• _Your objective_
Pull from the data below, copied verbatim, every line between the one holding "black bear nose" and the one holding "[239,116,618,397]", inclusive.

• _Information shown_
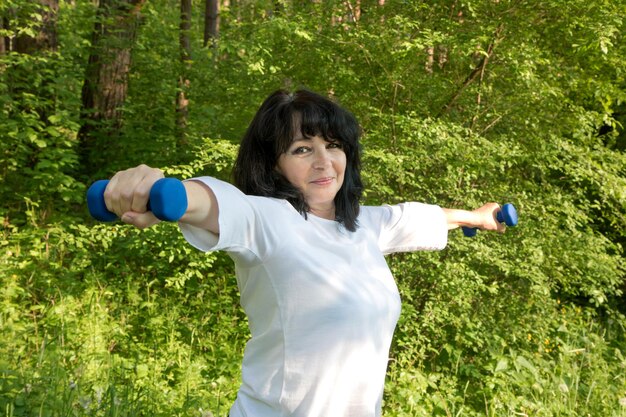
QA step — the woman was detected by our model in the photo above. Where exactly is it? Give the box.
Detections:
[105,90,504,417]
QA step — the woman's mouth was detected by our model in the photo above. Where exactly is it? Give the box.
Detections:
[311,177,333,185]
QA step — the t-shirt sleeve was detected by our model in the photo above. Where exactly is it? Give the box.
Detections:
[366,202,448,254]
[179,177,266,261]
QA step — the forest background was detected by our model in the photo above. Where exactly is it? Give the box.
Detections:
[0,0,626,417]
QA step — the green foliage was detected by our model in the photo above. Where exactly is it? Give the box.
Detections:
[0,0,626,416]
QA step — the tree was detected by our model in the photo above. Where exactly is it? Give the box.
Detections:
[176,0,191,157]
[78,0,145,176]
[204,0,220,47]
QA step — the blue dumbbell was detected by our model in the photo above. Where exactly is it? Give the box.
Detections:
[463,203,517,237]
[87,178,187,222]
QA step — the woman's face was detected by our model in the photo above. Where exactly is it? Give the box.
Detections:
[276,133,346,220]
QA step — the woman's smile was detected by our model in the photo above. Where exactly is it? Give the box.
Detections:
[276,134,346,220]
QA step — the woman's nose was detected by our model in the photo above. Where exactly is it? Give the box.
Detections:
[313,147,330,169]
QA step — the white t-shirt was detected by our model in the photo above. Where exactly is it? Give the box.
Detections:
[180,177,447,417]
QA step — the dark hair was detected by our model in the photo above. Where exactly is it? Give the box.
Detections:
[233,90,363,232]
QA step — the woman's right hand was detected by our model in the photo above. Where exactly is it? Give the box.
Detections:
[104,165,164,229]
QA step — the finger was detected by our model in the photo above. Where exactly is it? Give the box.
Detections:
[121,211,160,229]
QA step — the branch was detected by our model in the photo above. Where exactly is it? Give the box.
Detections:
[435,24,503,118]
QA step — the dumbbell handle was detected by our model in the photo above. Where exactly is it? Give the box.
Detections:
[463,203,517,237]
[87,178,187,222]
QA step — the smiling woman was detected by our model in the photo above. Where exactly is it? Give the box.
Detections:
[100,90,503,417]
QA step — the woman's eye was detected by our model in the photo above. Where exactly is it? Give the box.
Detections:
[291,146,310,155]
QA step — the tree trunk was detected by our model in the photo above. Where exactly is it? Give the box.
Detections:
[176,0,191,160]
[78,0,145,176]
[204,0,220,46]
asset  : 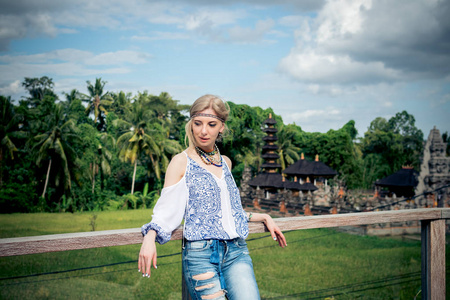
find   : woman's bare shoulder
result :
[164,153,187,187]
[222,155,233,170]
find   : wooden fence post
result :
[422,219,445,300]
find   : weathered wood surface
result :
[0,208,450,256]
[421,219,445,300]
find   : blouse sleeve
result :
[141,178,188,245]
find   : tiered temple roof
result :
[283,154,337,178]
[375,167,419,197]
[248,114,284,189]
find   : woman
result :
[139,95,286,300]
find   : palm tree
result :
[110,91,132,117]
[0,96,25,187]
[152,124,183,180]
[83,78,112,130]
[114,103,160,194]
[277,126,301,171]
[92,132,116,193]
[34,104,79,198]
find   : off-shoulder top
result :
[141,152,248,244]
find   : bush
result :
[0,183,38,213]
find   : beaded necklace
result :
[195,144,222,167]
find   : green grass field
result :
[0,210,449,300]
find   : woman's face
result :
[192,108,225,152]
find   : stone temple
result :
[416,127,450,207]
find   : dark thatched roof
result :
[283,159,337,177]
[300,182,318,192]
[248,173,284,189]
[375,168,419,187]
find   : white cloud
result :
[279,0,450,84]
[131,31,190,41]
[0,49,152,84]
[228,19,275,43]
[0,80,23,95]
[85,51,152,65]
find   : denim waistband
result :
[183,237,242,290]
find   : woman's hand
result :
[138,230,158,278]
[250,213,287,248]
[264,215,287,248]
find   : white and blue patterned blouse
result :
[141,152,248,244]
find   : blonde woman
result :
[138,95,286,300]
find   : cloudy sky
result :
[0,0,450,138]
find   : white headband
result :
[191,113,225,123]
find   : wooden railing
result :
[0,208,450,299]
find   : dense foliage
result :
[0,77,430,212]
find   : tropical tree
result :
[277,124,301,170]
[114,102,160,194]
[83,78,113,130]
[361,111,423,176]
[152,124,183,180]
[34,104,78,198]
[92,132,116,193]
[22,76,57,107]
[0,96,26,187]
[110,91,132,118]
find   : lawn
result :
[0,210,449,300]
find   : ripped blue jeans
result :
[183,238,260,300]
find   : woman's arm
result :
[138,153,187,277]
[138,230,158,278]
[247,213,287,248]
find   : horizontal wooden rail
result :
[0,208,450,257]
[0,208,450,299]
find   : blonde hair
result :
[184,94,230,147]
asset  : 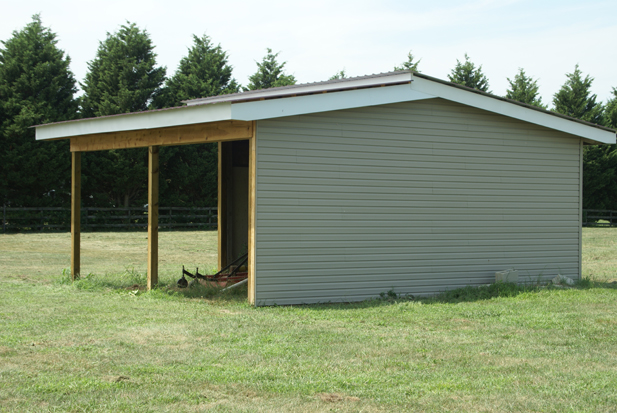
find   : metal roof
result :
[36,71,615,143]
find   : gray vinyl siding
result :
[255,99,581,305]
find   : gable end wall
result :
[256,99,581,305]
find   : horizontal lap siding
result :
[256,99,580,304]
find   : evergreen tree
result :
[0,15,77,206]
[155,35,239,206]
[553,65,604,125]
[605,88,617,129]
[81,22,165,117]
[583,145,617,210]
[553,65,617,209]
[81,23,165,207]
[155,35,240,108]
[394,51,422,72]
[328,69,348,80]
[506,68,546,109]
[244,48,296,90]
[448,53,491,93]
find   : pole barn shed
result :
[36,71,615,305]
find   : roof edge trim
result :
[36,102,232,140]
[411,75,616,144]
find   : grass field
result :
[0,228,617,412]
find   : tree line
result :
[0,15,617,209]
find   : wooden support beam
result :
[248,122,257,305]
[216,142,229,271]
[71,120,253,152]
[71,152,81,281]
[148,146,159,290]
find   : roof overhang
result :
[36,72,616,144]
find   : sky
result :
[0,0,617,103]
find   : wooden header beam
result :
[71,120,254,152]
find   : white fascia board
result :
[185,72,411,106]
[36,103,231,140]
[411,77,615,144]
[231,84,435,120]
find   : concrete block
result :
[495,270,518,283]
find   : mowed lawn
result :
[0,228,617,412]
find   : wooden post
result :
[216,142,229,271]
[248,122,257,305]
[148,146,159,290]
[71,152,81,281]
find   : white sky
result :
[0,0,617,103]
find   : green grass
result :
[0,228,617,412]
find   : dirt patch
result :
[317,393,360,403]
[111,376,131,383]
[221,309,242,315]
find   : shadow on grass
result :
[58,268,248,303]
[54,268,617,310]
[300,278,617,310]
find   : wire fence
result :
[2,206,217,233]
[2,205,617,233]
[583,209,617,227]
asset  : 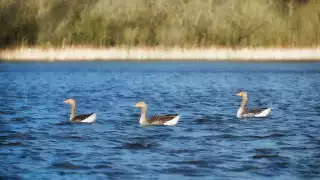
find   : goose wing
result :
[246,108,268,114]
[148,114,178,125]
[243,108,268,117]
[71,113,93,122]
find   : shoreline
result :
[0,47,320,62]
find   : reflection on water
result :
[0,62,320,179]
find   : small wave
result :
[0,142,25,146]
[51,162,91,170]
[10,117,26,121]
[93,164,112,169]
[0,111,15,115]
[171,160,208,166]
[252,154,280,159]
[249,133,285,139]
[123,143,156,149]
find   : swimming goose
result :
[134,102,180,126]
[237,92,271,118]
[63,99,97,123]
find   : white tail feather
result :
[81,113,97,123]
[163,116,180,126]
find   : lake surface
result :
[0,62,320,180]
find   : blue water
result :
[0,62,320,180]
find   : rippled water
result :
[0,62,320,180]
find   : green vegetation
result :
[0,0,320,48]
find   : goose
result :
[237,92,271,118]
[134,101,180,126]
[63,99,97,123]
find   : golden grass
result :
[0,47,320,61]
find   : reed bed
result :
[0,0,320,49]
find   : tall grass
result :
[0,0,320,47]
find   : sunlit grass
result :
[0,0,320,48]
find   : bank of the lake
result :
[0,47,320,61]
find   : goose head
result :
[237,91,248,99]
[134,101,147,109]
[63,99,76,105]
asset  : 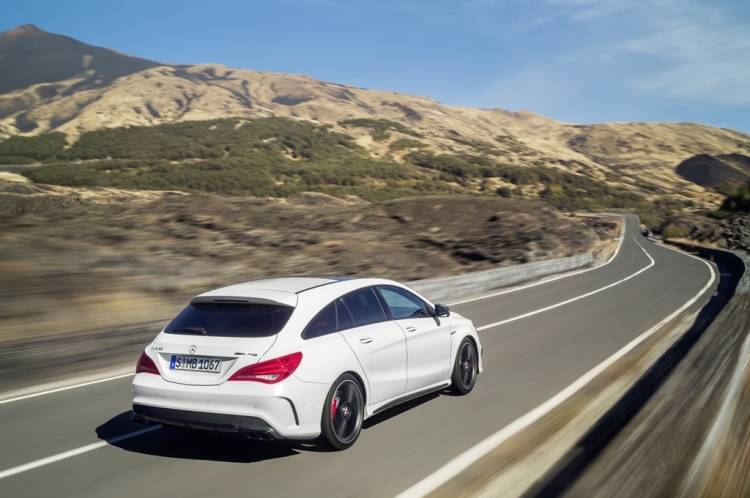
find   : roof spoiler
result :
[190,290,297,308]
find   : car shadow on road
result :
[96,411,327,463]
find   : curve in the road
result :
[0,217,715,497]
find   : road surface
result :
[0,216,718,498]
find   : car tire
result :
[320,374,365,451]
[451,337,479,395]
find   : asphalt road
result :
[0,217,718,498]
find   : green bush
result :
[339,118,423,140]
[0,132,67,164]
[388,138,427,151]
[661,223,690,239]
[720,181,750,213]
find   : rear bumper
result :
[133,404,286,440]
[132,373,328,439]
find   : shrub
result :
[661,223,690,239]
[720,180,750,213]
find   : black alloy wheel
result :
[451,337,479,394]
[320,374,365,450]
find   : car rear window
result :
[164,303,294,337]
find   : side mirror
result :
[435,304,451,317]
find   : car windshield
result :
[164,303,294,337]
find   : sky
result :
[0,0,750,133]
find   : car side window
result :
[302,301,338,339]
[378,286,432,320]
[341,287,386,326]
[336,299,354,330]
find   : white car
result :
[132,278,482,450]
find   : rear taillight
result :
[135,352,161,375]
[229,353,302,384]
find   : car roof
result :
[191,277,341,306]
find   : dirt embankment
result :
[0,185,614,341]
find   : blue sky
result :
[0,0,750,133]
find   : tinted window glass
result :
[342,287,386,326]
[336,299,354,330]
[378,287,430,320]
[302,302,336,339]
[164,303,294,337]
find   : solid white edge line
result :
[0,215,625,405]
[0,425,161,479]
[0,372,135,405]
[448,215,625,306]
[477,241,656,332]
[396,240,716,498]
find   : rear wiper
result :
[172,327,206,335]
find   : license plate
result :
[169,355,221,373]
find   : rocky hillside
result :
[0,189,618,342]
[0,26,750,207]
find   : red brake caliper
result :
[331,398,339,418]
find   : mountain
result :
[0,24,161,95]
[0,25,750,205]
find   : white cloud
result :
[476,0,750,106]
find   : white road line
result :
[477,241,656,332]
[396,244,716,498]
[0,373,135,405]
[0,425,161,479]
[0,215,625,405]
[448,212,625,306]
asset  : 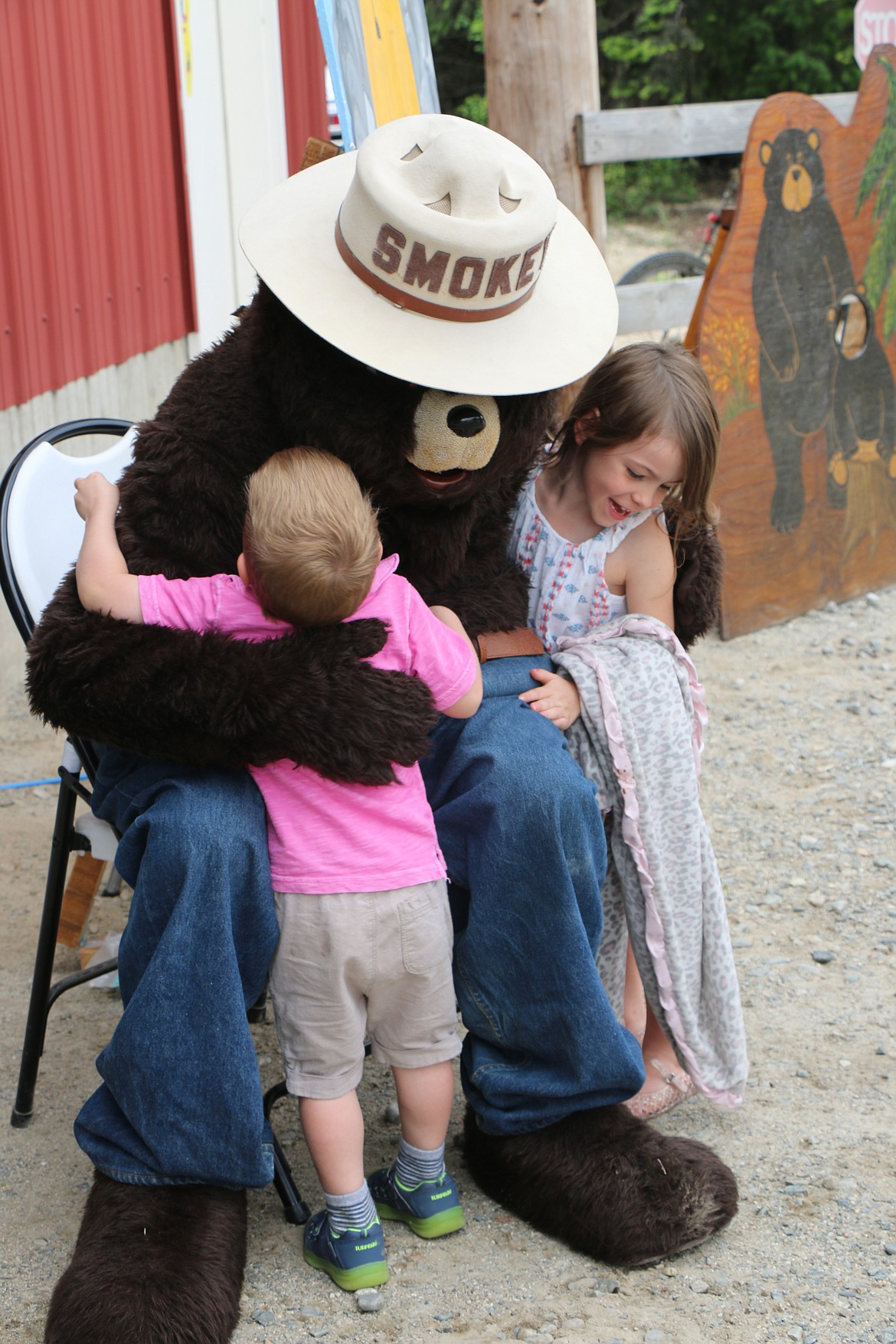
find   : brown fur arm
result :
[669,518,723,649]
[28,577,435,783]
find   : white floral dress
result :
[508,466,659,653]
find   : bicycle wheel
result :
[616,251,707,285]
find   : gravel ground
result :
[0,589,896,1344]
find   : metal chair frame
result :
[0,418,310,1225]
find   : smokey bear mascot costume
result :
[30,116,736,1344]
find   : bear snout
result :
[408,388,501,484]
[780,164,813,215]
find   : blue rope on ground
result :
[0,770,87,790]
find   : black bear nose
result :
[447,406,485,438]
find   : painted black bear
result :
[752,128,853,532]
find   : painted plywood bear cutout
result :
[752,126,853,532]
[692,47,896,636]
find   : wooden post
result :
[482,0,607,251]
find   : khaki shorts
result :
[270,881,461,1100]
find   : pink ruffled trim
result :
[560,614,743,1107]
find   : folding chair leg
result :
[11,771,77,1129]
[265,1082,312,1227]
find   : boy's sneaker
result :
[367,1166,466,1237]
[303,1210,388,1293]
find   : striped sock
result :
[390,1138,445,1188]
[324,1182,378,1237]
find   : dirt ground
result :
[0,210,896,1344]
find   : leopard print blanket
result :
[554,614,748,1106]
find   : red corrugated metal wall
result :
[0,0,195,409]
[280,0,326,172]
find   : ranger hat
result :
[239,116,618,397]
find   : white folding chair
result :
[0,420,137,1127]
[0,420,309,1225]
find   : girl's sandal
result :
[622,1059,697,1120]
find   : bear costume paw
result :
[44,1172,246,1344]
[463,1106,737,1269]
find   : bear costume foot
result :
[44,1172,246,1344]
[463,1106,737,1267]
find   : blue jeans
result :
[420,657,643,1134]
[75,659,643,1188]
[75,749,280,1188]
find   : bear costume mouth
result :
[408,463,470,491]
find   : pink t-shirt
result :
[139,555,476,894]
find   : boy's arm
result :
[430,607,482,719]
[75,472,144,625]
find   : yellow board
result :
[358,0,420,126]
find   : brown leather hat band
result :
[476,626,544,662]
[336,219,535,322]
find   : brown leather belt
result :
[476,628,544,662]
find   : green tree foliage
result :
[682,0,860,102]
[426,0,488,123]
[426,0,859,214]
[855,60,896,342]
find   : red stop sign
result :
[853,0,896,70]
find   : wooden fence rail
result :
[575,93,855,335]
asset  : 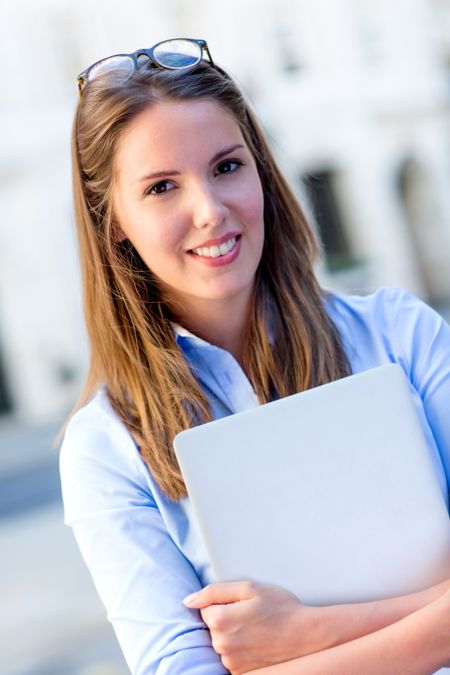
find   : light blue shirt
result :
[60,288,450,675]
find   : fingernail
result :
[183,593,198,607]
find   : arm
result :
[184,581,450,672]
[60,404,226,675]
[246,593,450,675]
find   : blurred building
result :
[0,0,450,421]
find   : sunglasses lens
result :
[153,40,202,69]
[89,55,134,81]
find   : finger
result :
[183,581,258,609]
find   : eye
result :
[144,180,174,196]
[216,159,244,174]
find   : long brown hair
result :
[72,62,349,500]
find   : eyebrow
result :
[134,143,245,183]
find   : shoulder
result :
[325,287,450,371]
[325,286,438,328]
[59,388,154,522]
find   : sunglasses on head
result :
[77,38,214,97]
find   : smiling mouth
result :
[190,234,241,258]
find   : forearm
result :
[312,580,450,656]
[246,601,450,675]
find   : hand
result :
[184,581,315,675]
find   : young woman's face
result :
[113,100,264,311]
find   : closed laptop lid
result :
[174,364,450,604]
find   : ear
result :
[112,225,127,244]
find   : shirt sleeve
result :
[390,289,450,500]
[60,410,228,675]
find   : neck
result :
[171,288,250,367]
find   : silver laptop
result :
[174,364,450,605]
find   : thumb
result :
[183,581,257,609]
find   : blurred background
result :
[0,0,450,675]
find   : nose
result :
[192,182,229,230]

• _Completed exercise_
find   : black bear nose
result :
[447,406,485,438]
find   : painted black bear
result :
[752,128,853,532]
find   : painted plywood bear cutout
result :
[752,126,853,532]
[692,47,896,636]
find   : wooden post
result :
[482,0,607,251]
find   : khaki shorts
result :
[270,881,461,1100]
find   : pink ruffled trim
result :
[560,614,743,1107]
find   : folding chair leg
result :
[11,771,77,1129]
[265,1082,312,1227]
find   : boy's sneaker
result :
[367,1166,466,1237]
[303,1210,388,1293]
find   : striped sock
result :
[390,1138,445,1188]
[324,1182,378,1237]
find   : dirt ground
result :
[0,210,896,1344]
find   : leopard print blanket
result :
[554,614,748,1106]
find   : red corrugated metal wall
result :
[0,0,195,409]
[280,0,326,172]
find   : ranger hat
result :
[239,116,618,397]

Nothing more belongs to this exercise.